§ **Directions for this task**: From the Negara-Ku charter passage below, copy word for word the part that opens with the words "The movement emphatically" and closes with "aspects of governance.".

§ **Study text**:
-- -- --

The charter further says that the state apparatus has abdicated its traditional role of being honest and fair "brokers" in conflict management in society.
This, it said, has resulted in an "emerging sub-culture of political violence that are symptomatic of dangerous under-currents in society."
The charter, which touches on a wide range of socio-ethnic issues, says that the proponents strongly believe that "the majority of the People want to end this brand of divisive ethno-religious politics."
The movement emphatically states that it wants to "take ownership, fully cognisant, that Malaysia is a nation where her people are inextricably bound by a shared history, commonweal, and destiny."
Among the stated objectives of the Negara-Ku charter are:
1. To resist all forms of intolerance, bigotry, hatred, extremism, and violence;
2. To oppose all forms of discrimination, oppression, persecution and injustice;
3. To oppose all forms of discrimination, oppression, persecution and injustice;
4. To strive for a socially inclusive society;
5. To exhort the State and its Institutions to respect, adhere and uphold the Rule of Law;
6. To demand adherence to the principles of stewardship, integrity, accountability and transparency in all aspects of governance.
The ultimate aim of the Negara-Ku charter is the healing of the nation, so ravaged recently by incendiary statements, and to restore hope to land that was once the envy of our neighbours.

-- -- --

§ **Given information**:
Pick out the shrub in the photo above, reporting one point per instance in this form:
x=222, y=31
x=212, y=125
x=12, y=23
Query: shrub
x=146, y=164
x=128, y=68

-- -- --

§ **Answer to the exercise**:
The movement emphatically states that it wants to "take ownership, fully cognisant, that Malaysia is a nation where her people are inextricably bound by a shared history, commonweal, and destiny."
Among the stated objectives of the Negara-Ku charter are:
1. To resist all forms of intolerance, bigotry, hatred, extremism, and violence;
2. To oppose all forms of discrimination, oppression, persecution and injustice;
3. To oppose all forms of discrimination, oppression, persecution and injustice;
4. To strive for a socially inclusive society;
5. To exhort the State and its Institutions to respect, adhere and uphold the Rule of Law;
6. To demand adherence to the principles of stewardship, integrity, accountability and transparency in all aspects of governance.